##### Textausschnitt

Netflix-Dokus: Man kann nicht wegschauen
»Tiger King: Großkatzen und ihre Raubtiere« (Serie, 2020). © Netflix
Netflix konnte mit der Exzentriker-Doku »Tiger King« einen veritablen Streaming-Hit landen. Aber neben weiteren sensationsträchtigen True-Crime-Formaten hat der Streamingdienst eine überraschend vielfältige Palette an Dokumentationen zu bieten
Spanner, Betrüger, Pornodarsteller und Raubkatzenfanatiker: Beim Streaminganbieter Netflix hat sich in den letzten Jahren eine Kategorie des Dokumentarfilms etabliert, die sich auf verschiedene Weise den abseitigsten Gestalten nähert. Oft funktioniert das ganz hervorragend und offeriert einen einfühlsamen Blick auf die Ränder der Gesellschaft, der auch scheinbar monströsen Protagonisten mit Respekt und Interesse begegnet; hin und wieder aber balancieren diese Serien und Filme auf dem schmalen Grat zwischen schonungsloser Aufdeckung und spekulativer Freakshow und werfen Fragen nach der ethischen Verantwortung der dokumentarischen Form auf. Ein Streifzug durchs Unterholz.

##########
##### Vorliegende Einträge

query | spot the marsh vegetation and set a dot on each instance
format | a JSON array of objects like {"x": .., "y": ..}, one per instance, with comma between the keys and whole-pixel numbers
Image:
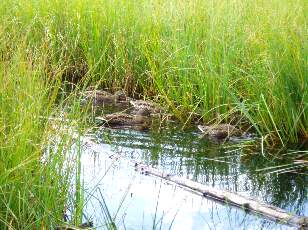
[{"x": 238, "y": 62}]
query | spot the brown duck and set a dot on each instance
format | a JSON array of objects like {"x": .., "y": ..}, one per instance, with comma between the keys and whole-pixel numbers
[
  {"x": 141, "y": 118},
  {"x": 220, "y": 131},
  {"x": 152, "y": 107}
]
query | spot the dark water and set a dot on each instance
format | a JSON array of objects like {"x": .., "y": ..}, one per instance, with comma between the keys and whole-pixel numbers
[{"x": 137, "y": 201}]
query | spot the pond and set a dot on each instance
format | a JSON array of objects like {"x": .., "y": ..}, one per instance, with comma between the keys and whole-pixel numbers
[{"x": 138, "y": 201}]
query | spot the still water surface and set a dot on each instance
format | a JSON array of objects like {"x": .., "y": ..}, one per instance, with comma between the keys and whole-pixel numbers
[{"x": 137, "y": 201}]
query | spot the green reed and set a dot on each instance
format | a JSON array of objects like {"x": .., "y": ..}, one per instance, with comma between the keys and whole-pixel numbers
[{"x": 227, "y": 60}]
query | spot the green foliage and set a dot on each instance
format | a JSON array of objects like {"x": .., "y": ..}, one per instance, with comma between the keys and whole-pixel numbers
[
  {"x": 223, "y": 59},
  {"x": 35, "y": 174}
]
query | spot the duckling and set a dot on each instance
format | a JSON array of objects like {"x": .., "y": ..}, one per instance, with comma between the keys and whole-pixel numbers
[
  {"x": 127, "y": 120},
  {"x": 220, "y": 131},
  {"x": 150, "y": 106}
]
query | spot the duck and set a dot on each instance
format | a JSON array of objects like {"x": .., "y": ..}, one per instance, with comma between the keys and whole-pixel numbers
[
  {"x": 220, "y": 131},
  {"x": 152, "y": 107},
  {"x": 141, "y": 118}
]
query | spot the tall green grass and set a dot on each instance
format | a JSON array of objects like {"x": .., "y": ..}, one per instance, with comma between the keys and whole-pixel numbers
[
  {"x": 35, "y": 171},
  {"x": 223, "y": 59}
]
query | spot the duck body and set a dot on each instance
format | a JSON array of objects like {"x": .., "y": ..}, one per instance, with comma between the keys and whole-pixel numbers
[
  {"x": 220, "y": 131},
  {"x": 142, "y": 118}
]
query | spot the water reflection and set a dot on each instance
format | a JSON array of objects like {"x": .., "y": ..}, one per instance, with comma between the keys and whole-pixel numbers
[
  {"x": 137, "y": 201},
  {"x": 229, "y": 166}
]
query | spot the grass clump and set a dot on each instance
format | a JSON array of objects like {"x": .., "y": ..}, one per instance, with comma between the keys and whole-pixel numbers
[{"x": 35, "y": 171}]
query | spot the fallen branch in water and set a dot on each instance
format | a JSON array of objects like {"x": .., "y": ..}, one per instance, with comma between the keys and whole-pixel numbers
[{"x": 247, "y": 204}]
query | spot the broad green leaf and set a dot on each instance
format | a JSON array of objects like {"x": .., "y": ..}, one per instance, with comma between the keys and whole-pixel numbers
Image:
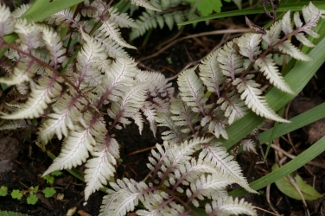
[
  {"x": 244, "y": 12},
  {"x": 42, "y": 9},
  {"x": 296, "y": 122},
  {"x": 206, "y": 7},
  {"x": 297, "y": 78},
  {"x": 286, "y": 187},
  {"x": 306, "y": 156}
]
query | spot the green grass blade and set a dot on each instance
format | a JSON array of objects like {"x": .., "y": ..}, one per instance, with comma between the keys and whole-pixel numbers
[
  {"x": 42, "y": 9},
  {"x": 297, "y": 79},
  {"x": 306, "y": 156},
  {"x": 297, "y": 122},
  {"x": 244, "y": 12}
]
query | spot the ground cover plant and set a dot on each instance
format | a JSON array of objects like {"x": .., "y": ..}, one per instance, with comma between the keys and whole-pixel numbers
[{"x": 79, "y": 81}]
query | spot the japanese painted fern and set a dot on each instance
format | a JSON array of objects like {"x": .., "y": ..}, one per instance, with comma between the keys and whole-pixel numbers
[{"x": 83, "y": 92}]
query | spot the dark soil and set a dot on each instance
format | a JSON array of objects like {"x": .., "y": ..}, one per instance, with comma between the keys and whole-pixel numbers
[{"x": 30, "y": 162}]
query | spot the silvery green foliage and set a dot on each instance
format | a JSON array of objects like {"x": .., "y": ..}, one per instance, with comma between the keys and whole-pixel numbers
[{"x": 71, "y": 90}]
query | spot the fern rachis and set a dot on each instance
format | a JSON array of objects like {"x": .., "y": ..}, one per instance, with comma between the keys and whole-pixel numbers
[{"x": 84, "y": 100}]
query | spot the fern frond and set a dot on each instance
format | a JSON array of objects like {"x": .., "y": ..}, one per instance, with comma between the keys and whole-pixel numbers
[
  {"x": 208, "y": 187},
  {"x": 146, "y": 4},
  {"x": 88, "y": 61},
  {"x": 210, "y": 73},
  {"x": 25, "y": 69},
  {"x": 151, "y": 20},
  {"x": 122, "y": 19},
  {"x": 121, "y": 71},
  {"x": 162, "y": 165},
  {"x": 183, "y": 116},
  {"x": 128, "y": 105},
  {"x": 311, "y": 15},
  {"x": 174, "y": 132},
  {"x": 271, "y": 72},
  {"x": 273, "y": 34},
  {"x": 218, "y": 155},
  {"x": 251, "y": 94},
  {"x": 61, "y": 120},
  {"x": 41, "y": 95},
  {"x": 286, "y": 23},
  {"x": 65, "y": 18},
  {"x": 7, "y": 23},
  {"x": 227, "y": 206},
  {"x": 110, "y": 30},
  {"x": 249, "y": 45},
  {"x": 233, "y": 107},
  {"x": 230, "y": 61},
  {"x": 287, "y": 48},
  {"x": 29, "y": 34},
  {"x": 192, "y": 90},
  {"x": 112, "y": 48},
  {"x": 75, "y": 150},
  {"x": 123, "y": 198},
  {"x": 15, "y": 124},
  {"x": 100, "y": 168},
  {"x": 18, "y": 12},
  {"x": 216, "y": 124},
  {"x": 157, "y": 207}
]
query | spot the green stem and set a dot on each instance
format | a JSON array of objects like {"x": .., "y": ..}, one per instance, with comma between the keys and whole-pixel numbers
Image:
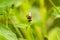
[{"x": 54, "y": 6}]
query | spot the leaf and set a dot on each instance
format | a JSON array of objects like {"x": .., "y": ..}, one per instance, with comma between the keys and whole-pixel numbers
[
  {"x": 4, "y": 3},
  {"x": 6, "y": 34},
  {"x": 54, "y": 34}
]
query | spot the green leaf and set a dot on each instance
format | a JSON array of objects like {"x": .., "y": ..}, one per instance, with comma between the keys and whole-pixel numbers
[
  {"x": 4, "y": 3},
  {"x": 54, "y": 34},
  {"x": 6, "y": 34}
]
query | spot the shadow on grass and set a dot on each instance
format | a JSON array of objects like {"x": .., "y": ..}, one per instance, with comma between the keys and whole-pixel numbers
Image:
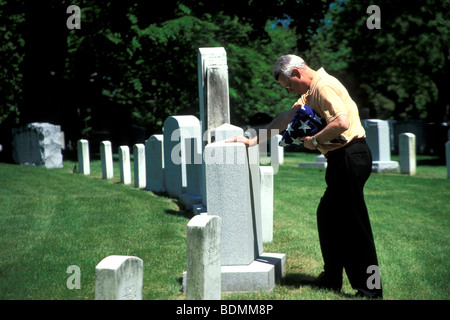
[{"x": 298, "y": 280}]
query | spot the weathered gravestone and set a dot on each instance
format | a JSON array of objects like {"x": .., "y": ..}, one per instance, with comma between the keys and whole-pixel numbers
[
  {"x": 407, "y": 152},
  {"x": 233, "y": 194},
  {"x": 447, "y": 157},
  {"x": 176, "y": 130},
  {"x": 193, "y": 159},
  {"x": 213, "y": 89},
  {"x": 154, "y": 159},
  {"x": 139, "y": 165},
  {"x": 203, "y": 274},
  {"x": 84, "y": 165},
  {"x": 266, "y": 176},
  {"x": 276, "y": 152},
  {"x": 378, "y": 139},
  {"x": 106, "y": 160},
  {"x": 119, "y": 278},
  {"x": 38, "y": 144},
  {"x": 124, "y": 164}
]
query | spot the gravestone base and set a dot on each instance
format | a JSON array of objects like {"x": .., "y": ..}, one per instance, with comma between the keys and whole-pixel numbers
[
  {"x": 260, "y": 275},
  {"x": 189, "y": 200},
  {"x": 321, "y": 162},
  {"x": 385, "y": 166}
]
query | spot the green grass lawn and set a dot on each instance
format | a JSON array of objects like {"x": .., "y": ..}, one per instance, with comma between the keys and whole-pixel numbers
[{"x": 52, "y": 219}]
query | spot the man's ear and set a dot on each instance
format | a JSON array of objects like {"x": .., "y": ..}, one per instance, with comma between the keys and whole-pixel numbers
[{"x": 296, "y": 73}]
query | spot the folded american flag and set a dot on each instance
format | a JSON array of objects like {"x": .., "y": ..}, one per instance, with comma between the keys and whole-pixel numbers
[{"x": 304, "y": 123}]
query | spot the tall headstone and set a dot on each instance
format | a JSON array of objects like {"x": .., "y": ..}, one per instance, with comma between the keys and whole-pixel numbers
[
  {"x": 407, "y": 152},
  {"x": 106, "y": 160},
  {"x": 231, "y": 195},
  {"x": 84, "y": 165},
  {"x": 203, "y": 275},
  {"x": 38, "y": 144},
  {"x": 119, "y": 278},
  {"x": 213, "y": 89},
  {"x": 266, "y": 173},
  {"x": 139, "y": 165},
  {"x": 154, "y": 158},
  {"x": 193, "y": 193},
  {"x": 276, "y": 152},
  {"x": 378, "y": 139},
  {"x": 124, "y": 164},
  {"x": 176, "y": 130},
  {"x": 447, "y": 157}
]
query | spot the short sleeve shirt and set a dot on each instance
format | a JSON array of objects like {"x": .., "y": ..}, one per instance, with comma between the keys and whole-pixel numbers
[{"x": 329, "y": 99}]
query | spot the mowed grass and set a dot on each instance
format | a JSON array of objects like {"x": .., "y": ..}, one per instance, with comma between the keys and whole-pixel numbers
[{"x": 52, "y": 219}]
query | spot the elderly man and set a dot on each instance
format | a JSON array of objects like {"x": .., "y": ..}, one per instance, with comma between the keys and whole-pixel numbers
[{"x": 345, "y": 233}]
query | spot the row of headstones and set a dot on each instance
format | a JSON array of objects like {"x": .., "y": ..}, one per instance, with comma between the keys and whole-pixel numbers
[
  {"x": 119, "y": 277},
  {"x": 176, "y": 157},
  {"x": 378, "y": 139},
  {"x": 106, "y": 158}
]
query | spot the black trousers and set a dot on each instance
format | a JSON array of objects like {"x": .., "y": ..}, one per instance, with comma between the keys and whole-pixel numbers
[{"x": 345, "y": 234}]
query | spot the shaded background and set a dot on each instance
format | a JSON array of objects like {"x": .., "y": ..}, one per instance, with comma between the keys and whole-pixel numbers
[{"x": 134, "y": 63}]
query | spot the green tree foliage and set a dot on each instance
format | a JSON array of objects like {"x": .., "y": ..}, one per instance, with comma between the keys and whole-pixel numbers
[
  {"x": 401, "y": 68},
  {"x": 12, "y": 17},
  {"x": 151, "y": 68}
]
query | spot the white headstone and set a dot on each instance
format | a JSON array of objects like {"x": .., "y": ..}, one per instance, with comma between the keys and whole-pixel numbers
[
  {"x": 84, "y": 165},
  {"x": 176, "y": 130},
  {"x": 124, "y": 164},
  {"x": 119, "y": 278},
  {"x": 38, "y": 144},
  {"x": 106, "y": 160},
  {"x": 154, "y": 157},
  {"x": 203, "y": 275},
  {"x": 213, "y": 89},
  {"x": 378, "y": 139},
  {"x": 193, "y": 193},
  {"x": 234, "y": 195},
  {"x": 447, "y": 156},
  {"x": 139, "y": 165},
  {"x": 276, "y": 152},
  {"x": 407, "y": 152},
  {"x": 266, "y": 173},
  {"x": 229, "y": 197}
]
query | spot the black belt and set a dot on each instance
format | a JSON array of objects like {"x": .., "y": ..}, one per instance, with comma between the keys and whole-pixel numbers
[{"x": 352, "y": 142}]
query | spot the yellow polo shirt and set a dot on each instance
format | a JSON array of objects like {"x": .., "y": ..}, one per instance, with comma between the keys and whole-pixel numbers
[{"x": 329, "y": 99}]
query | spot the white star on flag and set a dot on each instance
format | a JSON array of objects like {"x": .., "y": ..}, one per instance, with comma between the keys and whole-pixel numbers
[
  {"x": 304, "y": 126},
  {"x": 317, "y": 118},
  {"x": 289, "y": 129}
]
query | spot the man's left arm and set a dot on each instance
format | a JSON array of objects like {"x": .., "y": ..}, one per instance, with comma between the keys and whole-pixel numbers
[{"x": 333, "y": 130}]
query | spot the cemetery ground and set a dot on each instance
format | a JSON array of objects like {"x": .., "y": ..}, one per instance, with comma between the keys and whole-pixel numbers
[{"x": 51, "y": 219}]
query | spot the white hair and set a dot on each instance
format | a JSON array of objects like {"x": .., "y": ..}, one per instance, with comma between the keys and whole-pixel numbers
[{"x": 285, "y": 65}]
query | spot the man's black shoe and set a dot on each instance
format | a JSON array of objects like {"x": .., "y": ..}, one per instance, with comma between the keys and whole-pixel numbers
[
  {"x": 323, "y": 281},
  {"x": 369, "y": 294}
]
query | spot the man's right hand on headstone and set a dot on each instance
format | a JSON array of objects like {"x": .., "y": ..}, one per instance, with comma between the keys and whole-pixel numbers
[{"x": 248, "y": 142}]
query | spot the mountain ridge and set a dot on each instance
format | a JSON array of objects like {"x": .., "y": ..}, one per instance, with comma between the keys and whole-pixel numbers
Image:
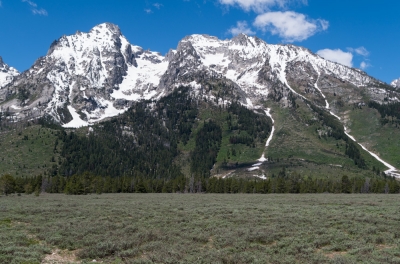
[{"x": 90, "y": 77}]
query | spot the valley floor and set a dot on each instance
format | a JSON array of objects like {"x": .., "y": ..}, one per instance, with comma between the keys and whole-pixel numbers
[{"x": 212, "y": 228}]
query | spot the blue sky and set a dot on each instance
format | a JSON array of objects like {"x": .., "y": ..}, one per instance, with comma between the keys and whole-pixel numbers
[{"x": 363, "y": 34}]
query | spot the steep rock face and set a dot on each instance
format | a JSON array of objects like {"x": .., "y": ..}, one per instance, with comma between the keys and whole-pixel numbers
[
  {"x": 87, "y": 77},
  {"x": 260, "y": 70},
  {"x": 7, "y": 73},
  {"x": 396, "y": 83}
]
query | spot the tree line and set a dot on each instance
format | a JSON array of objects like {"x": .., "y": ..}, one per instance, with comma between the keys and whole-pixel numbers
[{"x": 88, "y": 183}]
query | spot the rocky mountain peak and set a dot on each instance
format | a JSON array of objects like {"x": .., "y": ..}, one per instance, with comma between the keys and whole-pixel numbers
[
  {"x": 7, "y": 73},
  {"x": 396, "y": 83},
  {"x": 87, "y": 77}
]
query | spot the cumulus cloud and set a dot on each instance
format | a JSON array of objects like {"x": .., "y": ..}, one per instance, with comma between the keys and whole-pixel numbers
[
  {"x": 337, "y": 55},
  {"x": 360, "y": 51},
  {"x": 241, "y": 27},
  {"x": 35, "y": 9},
  {"x": 157, "y": 5},
  {"x": 259, "y": 6},
  {"x": 364, "y": 65},
  {"x": 289, "y": 25}
]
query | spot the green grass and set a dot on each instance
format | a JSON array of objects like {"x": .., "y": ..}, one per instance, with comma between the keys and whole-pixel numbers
[
  {"x": 29, "y": 150},
  {"x": 383, "y": 140},
  {"x": 297, "y": 143},
  {"x": 176, "y": 228}
]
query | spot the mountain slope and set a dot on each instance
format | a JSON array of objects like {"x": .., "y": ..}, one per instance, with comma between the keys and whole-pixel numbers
[
  {"x": 7, "y": 73},
  {"x": 89, "y": 77},
  {"x": 396, "y": 83}
]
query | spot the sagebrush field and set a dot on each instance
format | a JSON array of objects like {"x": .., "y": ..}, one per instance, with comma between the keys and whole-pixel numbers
[{"x": 199, "y": 228}]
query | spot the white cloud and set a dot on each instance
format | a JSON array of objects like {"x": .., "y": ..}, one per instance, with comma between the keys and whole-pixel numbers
[
  {"x": 289, "y": 25},
  {"x": 364, "y": 65},
  {"x": 40, "y": 11},
  {"x": 337, "y": 55},
  {"x": 241, "y": 27},
  {"x": 362, "y": 51},
  {"x": 35, "y": 9},
  {"x": 157, "y": 5},
  {"x": 259, "y": 6},
  {"x": 32, "y": 4}
]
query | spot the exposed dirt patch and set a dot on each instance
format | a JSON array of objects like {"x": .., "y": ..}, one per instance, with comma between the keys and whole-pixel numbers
[
  {"x": 59, "y": 256},
  {"x": 332, "y": 255}
]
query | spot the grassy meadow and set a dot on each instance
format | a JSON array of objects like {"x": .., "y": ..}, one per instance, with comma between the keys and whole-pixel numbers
[{"x": 183, "y": 228}]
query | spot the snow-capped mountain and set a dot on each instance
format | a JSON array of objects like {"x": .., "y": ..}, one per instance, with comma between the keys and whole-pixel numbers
[
  {"x": 87, "y": 77},
  {"x": 7, "y": 73},
  {"x": 396, "y": 83},
  {"x": 258, "y": 69}
]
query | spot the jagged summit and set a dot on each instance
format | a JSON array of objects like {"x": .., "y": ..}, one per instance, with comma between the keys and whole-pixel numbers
[
  {"x": 396, "y": 83},
  {"x": 7, "y": 73},
  {"x": 87, "y": 77}
]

##########

- [Zu bearbeiten]:
**a.** Mit welcher Doku gelang Netflix laut dem Textausschnitt ein veritabler Streaming-Hit?
**b.** Liste jede Zeile der Einträge auf, in der das Wort „dark“ vorkommt.

- [Ergebnisse nacheinander]:
**a.** Mit der Exzentriker-Doku »Tiger King«.

**b.**
query | spot the dark water and set a dot on each instance
query | spot the dark soil and set a dot on each instance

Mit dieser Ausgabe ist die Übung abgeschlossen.